%%
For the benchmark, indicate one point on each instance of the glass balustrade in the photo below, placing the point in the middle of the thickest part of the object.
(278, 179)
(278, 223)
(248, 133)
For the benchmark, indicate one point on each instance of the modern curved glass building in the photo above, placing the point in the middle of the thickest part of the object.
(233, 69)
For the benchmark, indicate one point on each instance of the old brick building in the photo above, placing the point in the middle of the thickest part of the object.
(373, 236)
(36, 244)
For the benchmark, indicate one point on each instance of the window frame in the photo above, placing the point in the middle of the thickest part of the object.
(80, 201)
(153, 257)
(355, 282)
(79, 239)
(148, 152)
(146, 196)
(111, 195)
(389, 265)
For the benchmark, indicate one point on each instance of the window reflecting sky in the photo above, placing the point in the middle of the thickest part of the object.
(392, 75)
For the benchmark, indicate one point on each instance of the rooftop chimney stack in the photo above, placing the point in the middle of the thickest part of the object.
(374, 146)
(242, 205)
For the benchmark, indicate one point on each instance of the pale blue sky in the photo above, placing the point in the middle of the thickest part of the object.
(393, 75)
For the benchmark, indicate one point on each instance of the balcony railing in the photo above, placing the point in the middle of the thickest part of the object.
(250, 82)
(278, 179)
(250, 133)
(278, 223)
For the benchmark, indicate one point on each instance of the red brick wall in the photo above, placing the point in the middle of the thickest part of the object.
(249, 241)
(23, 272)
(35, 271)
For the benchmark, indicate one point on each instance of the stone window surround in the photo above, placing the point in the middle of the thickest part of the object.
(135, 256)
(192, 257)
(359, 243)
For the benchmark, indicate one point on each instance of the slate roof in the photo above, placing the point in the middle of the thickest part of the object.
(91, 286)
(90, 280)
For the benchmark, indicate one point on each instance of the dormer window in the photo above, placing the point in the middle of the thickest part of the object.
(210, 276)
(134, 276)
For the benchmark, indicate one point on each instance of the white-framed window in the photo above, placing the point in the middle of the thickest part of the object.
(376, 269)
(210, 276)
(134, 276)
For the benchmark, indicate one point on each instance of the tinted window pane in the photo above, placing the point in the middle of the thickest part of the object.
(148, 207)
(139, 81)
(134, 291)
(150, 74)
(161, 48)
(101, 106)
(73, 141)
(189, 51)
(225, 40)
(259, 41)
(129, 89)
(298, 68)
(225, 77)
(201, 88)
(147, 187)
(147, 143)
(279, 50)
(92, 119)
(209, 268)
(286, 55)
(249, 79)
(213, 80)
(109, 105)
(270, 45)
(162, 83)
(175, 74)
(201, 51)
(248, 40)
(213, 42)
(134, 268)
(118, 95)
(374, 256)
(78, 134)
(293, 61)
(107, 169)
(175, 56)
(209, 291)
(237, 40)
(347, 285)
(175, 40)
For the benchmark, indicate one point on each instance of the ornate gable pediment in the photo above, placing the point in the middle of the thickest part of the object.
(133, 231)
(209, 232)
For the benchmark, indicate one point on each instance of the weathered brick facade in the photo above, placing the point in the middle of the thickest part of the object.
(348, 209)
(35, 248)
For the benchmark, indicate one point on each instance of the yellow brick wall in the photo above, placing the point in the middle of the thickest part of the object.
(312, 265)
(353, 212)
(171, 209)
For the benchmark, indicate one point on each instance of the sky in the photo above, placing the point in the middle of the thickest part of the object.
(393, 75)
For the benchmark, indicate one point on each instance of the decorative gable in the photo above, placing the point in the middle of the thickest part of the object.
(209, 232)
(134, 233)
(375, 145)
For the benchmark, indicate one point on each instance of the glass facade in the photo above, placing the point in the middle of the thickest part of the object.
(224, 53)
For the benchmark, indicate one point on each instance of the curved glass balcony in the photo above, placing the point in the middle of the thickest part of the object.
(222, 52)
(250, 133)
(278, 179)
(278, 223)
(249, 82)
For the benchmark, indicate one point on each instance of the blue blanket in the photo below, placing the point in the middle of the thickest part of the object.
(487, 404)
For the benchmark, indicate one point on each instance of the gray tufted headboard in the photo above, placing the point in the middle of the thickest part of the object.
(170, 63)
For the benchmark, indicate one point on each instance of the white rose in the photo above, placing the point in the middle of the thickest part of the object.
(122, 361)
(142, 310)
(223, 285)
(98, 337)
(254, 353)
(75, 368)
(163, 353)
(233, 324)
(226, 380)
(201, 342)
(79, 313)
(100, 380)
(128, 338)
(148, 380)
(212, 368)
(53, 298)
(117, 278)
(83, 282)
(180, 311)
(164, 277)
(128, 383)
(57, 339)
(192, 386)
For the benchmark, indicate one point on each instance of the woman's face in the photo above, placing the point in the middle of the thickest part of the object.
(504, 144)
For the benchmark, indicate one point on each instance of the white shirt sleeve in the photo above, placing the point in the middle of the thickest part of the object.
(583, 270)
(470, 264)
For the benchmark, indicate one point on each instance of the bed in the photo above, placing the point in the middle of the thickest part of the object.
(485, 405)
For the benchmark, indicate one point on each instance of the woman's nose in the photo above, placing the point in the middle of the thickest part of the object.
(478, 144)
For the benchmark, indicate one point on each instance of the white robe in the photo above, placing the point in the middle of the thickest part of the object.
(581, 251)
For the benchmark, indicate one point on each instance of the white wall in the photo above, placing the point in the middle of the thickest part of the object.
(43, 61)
%%
* _To do_
Hand back the material above in full, exactly as written.

* _Correct result_
For the benchmark, indicate one point on each instance of the glass balustrade in the photo below, placing the point in the middle of the thickest part of the object.
(278, 179)
(278, 223)
(248, 133)
For the benchmark, indicate one point on each instance of the modern curved glass building in the photo above, placing the point in the middle of the thickest part of the object.
(233, 69)
For the benchmark, indicate one point on each instance of the old brick building in the photo above, placing the point in the middle of the thickest part of the object.
(373, 236)
(36, 244)
For the benchmark, indicate one point on each instance of the window frame in the photo above, placing the point in the middle of the thickest part of the object.
(80, 201)
(153, 257)
(355, 282)
(79, 239)
(148, 152)
(146, 196)
(111, 195)
(389, 265)
For the benchmark, indicate one point on each instance of the window reflecting sky in the photo above, placing the point in the middle of the thickest part of the object.
(392, 75)
For the benchmark, indicate one point on each instance of the rooftop chimney stack in the photo above, placing the point in the middle of the thickest part of the object.
(374, 146)
(242, 205)
For the benchmark, indicate one point on each instance of the pale blue sky in the photo above, placing the point in the middle of the thickest part of the object.
(393, 75)
For the benchmark, indicate one point on each instance of the balcony railing in the photo above, placing the point in the middle of the thickest part of the object.
(250, 82)
(278, 179)
(250, 133)
(278, 223)
For the benchmark, indicate one point on each instance of the red brick wall in the photo above, placing the point in the middle of the thickest part of the object.
(249, 241)
(23, 272)
(35, 271)
For the benchmark, indicate one point on each instance of the stone window surround in the photo above, placing the point in the middle of the thickest part of the object.
(135, 256)
(192, 257)
(359, 243)
For the benchmark, indicate one point on each instance of the slate roof in the photo above, placing the point in the middle of the thickest part of the object.
(91, 286)
(90, 280)
For the benchmark, indicate one point on each instance of the dormer window in the photo above, placing the point in the middle of the thickest part of the object.
(210, 276)
(134, 276)
For the benchmark, indicate one point on each instance of the white-framed window in the photo above, placing the point in the middle of the thickest part of the object.
(376, 269)
(210, 276)
(134, 276)
For the benchmark, indicate one point on each instance of the tinted window pane in the photo above, placing the point in the middle of the thickest part of the object.
(148, 207)
(139, 81)
(134, 291)
(150, 74)
(161, 48)
(101, 106)
(73, 141)
(189, 51)
(225, 40)
(259, 41)
(129, 89)
(298, 68)
(225, 77)
(201, 88)
(147, 187)
(147, 143)
(279, 50)
(92, 119)
(209, 268)
(286, 55)
(249, 79)
(213, 80)
(109, 105)
(270, 45)
(162, 83)
(175, 74)
(201, 51)
(248, 40)
(213, 42)
(134, 268)
(118, 95)
(374, 256)
(78, 134)
(293, 61)
(107, 169)
(175, 56)
(209, 291)
(237, 40)
(347, 285)
(175, 40)
For the benchmark, indicate one point on each instance of the ornate gable pediment in the photo above, placing the point in the middle of the thickest part of the object.
(133, 231)
(209, 232)
For the benchmark, indicate one point on each instance of the weathered brick facade in the photo above, placing the point in the middle of the thickest part of the object.
(348, 209)
(35, 248)
For the benchmark, indicate one point on each instance of the yellow brick wall in the photo above, placing the point in the middle of the thickest part of the object.
(312, 265)
(353, 212)
(171, 209)
For the benchmark, indicate one point on each instance of the sky in the photo above, placing the point in the middle of the thickest part of the object.
(393, 75)
For the benchmark, indicate one point on each instance of the decorative gable in the photo above, placing the point in the middle of the thickest part of the object.
(209, 232)
(134, 233)
(375, 145)
For the benchmark, indicate one point on each instance of the glass facade in the photo above, placing the point in the middle of the thickest part of the object.
(224, 53)
For the benchmark, indicate one point on each instance of the curved glass balcony in the photo above, placing the point in the middle of the thickest part of the object.
(222, 52)
(250, 133)
(278, 179)
(278, 223)
(249, 82)
For the benchmark, indicate one point on each instance of the blue blanket in the photo below, placing the point in the middle of the thickest part of the object.
(487, 404)
For the benchmark, indicate one point on each instance of the gray tufted headboard in the photo above, placing the point in the middle of the thickest part of the object.
(170, 63)
For the benchmark, indicate one point on each instance of the white rose in the photo above, placing the point in the middle of the thickest part of the object.
(122, 361)
(142, 310)
(223, 285)
(98, 337)
(254, 353)
(75, 368)
(163, 353)
(233, 324)
(226, 380)
(201, 342)
(79, 313)
(100, 380)
(128, 338)
(148, 380)
(212, 368)
(53, 298)
(117, 278)
(83, 282)
(180, 311)
(164, 277)
(128, 383)
(57, 339)
(192, 386)
For the benchmark, indicate one point on each instance of the woman's face in the photo above, placing the point in the middle of the thickest part of the object.
(504, 144)
For the benchmark, indicate one point on each instance of the white shirt sleeve in the photo above, placing the point in the middle of the thickest part of the object.
(583, 270)
(470, 264)
For the benchmark, indicate one point on each instance of the bed in the photo above, placing the point in the middle of the thickest part of the object.
(485, 405)
For the benchmark, indicate one point on each instance of the woman's nose in the photo above, placing the point in the middle of the thickest part of the object.
(478, 144)
For the benchmark, indicate one point on each instance of the white robe in the photo above, placing the point in the middle of the thickest part of the object.
(581, 251)
For the benchmark, indicate one point on each instance of the white wall in the photo above, placing the point in the middle of the thickest part of the object.
(43, 61)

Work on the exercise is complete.